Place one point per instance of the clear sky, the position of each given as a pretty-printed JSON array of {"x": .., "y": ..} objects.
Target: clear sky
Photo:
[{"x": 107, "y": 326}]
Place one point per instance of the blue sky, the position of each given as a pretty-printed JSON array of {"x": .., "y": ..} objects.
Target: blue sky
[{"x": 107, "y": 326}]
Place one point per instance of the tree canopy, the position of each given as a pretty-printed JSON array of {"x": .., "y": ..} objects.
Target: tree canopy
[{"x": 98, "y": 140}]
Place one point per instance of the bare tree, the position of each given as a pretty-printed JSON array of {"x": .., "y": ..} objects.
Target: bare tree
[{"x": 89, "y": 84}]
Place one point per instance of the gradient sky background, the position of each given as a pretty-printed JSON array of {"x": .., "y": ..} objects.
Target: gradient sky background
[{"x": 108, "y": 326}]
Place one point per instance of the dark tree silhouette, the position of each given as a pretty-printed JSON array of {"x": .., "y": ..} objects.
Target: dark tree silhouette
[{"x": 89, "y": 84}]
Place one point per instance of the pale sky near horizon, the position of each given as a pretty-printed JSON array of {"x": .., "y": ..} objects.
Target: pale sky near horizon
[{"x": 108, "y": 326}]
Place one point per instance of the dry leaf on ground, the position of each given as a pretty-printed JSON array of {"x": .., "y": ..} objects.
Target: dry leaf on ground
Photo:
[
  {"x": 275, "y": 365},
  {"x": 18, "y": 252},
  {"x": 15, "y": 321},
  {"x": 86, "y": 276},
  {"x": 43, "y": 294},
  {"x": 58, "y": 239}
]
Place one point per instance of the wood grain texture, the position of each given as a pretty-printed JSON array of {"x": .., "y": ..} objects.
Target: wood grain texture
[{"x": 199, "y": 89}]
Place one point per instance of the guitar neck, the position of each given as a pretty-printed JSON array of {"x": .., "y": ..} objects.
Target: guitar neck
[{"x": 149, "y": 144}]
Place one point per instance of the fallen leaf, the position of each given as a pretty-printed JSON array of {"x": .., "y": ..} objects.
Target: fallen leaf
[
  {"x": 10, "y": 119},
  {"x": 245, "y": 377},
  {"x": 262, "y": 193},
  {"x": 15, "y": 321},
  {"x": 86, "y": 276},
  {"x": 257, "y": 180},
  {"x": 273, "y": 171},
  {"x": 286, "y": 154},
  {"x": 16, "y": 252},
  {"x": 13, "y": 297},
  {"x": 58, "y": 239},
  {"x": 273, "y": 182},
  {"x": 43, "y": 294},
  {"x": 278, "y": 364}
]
*****
Update the records from the line containing "Place one point per instance of the bare" down through the end of the records by replacing "instance" with "occurrence", and give those lines again with nothing else changed.

Place one point per occurrence of the bare tree, the position of each given as a pretty-printed JSON array of {"x": .., "y": ..} objects.
Target: bare tree
[{"x": 89, "y": 84}]
Place one point per occurrence of the gradient sky background, the position of each given as a pretty-printed JSON array of {"x": .., "y": ..} objects.
Target: gradient sky background
[{"x": 108, "y": 326}]
Place one point per occurrence of the dark tree silhouette, the position of each given as a pretty-printed JSON array of {"x": .., "y": ..} objects.
Target: dark tree silhouette
[{"x": 89, "y": 84}]
Place one point per occurrence of the pale sky near horizon, the position of each given as a pretty-printed JSON array of {"x": .., "y": ..} objects.
Target: pale sky near horizon
[{"x": 108, "y": 326}]
Place one point per occurrence of the dry leaf on ground, the position of each given as a pretty-printed JSON array of {"x": .., "y": ..} objects.
Target: dry leaf on ground
Photo:
[
  {"x": 275, "y": 365},
  {"x": 18, "y": 252},
  {"x": 15, "y": 321},
  {"x": 86, "y": 276},
  {"x": 43, "y": 294},
  {"x": 58, "y": 239}
]
Place one point per occurrence of the wood grain texture, the position of each given as a pretty-printed JSON array of {"x": .., "y": ..} objects.
Target: wood grain texture
[{"x": 199, "y": 89}]
Place one point per occurrence of the guitar neck, the position of each given as a pretty-printed JSON array of {"x": .., "y": ..} objects.
Target: guitar neck
[{"x": 149, "y": 144}]
Place one point per occurrence of the fallen leaf, the position of each given as a pretty-printed JSON array of {"x": .., "y": ..} objects.
Target: fallen leaf
[
  {"x": 10, "y": 119},
  {"x": 245, "y": 377},
  {"x": 262, "y": 193},
  {"x": 15, "y": 321},
  {"x": 86, "y": 276},
  {"x": 257, "y": 180},
  {"x": 273, "y": 171},
  {"x": 286, "y": 154},
  {"x": 16, "y": 252},
  {"x": 13, "y": 297},
  {"x": 58, "y": 239},
  {"x": 273, "y": 182},
  {"x": 43, "y": 294},
  {"x": 278, "y": 364}
]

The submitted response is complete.